_EXERCISE AIM:_ Copy out every line of the material below word for word, leaving out the pictures.

_DATASET EXCERPTS:_
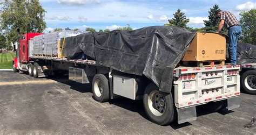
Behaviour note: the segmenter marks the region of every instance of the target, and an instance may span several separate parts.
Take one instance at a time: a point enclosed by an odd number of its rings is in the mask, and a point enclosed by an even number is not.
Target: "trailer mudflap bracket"
[[[240,107],[239,96],[227,99],[227,110],[231,110]]]
[[[179,124],[197,119],[196,106],[177,109]]]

_EXERCISE SOLUTION:_
Behaviour note: the segmenter marks the region of every instance of the target, and an instance may span several separate parts.
Take one instance at a time: a point enclosed by an odd number of its rings is in the mask, and a point enclosed by an even number is not.
Target: "trailer mudflap bracket"
[[[240,107],[239,96],[227,99],[227,110],[231,110]]]
[[[179,124],[197,119],[196,106],[177,109]]]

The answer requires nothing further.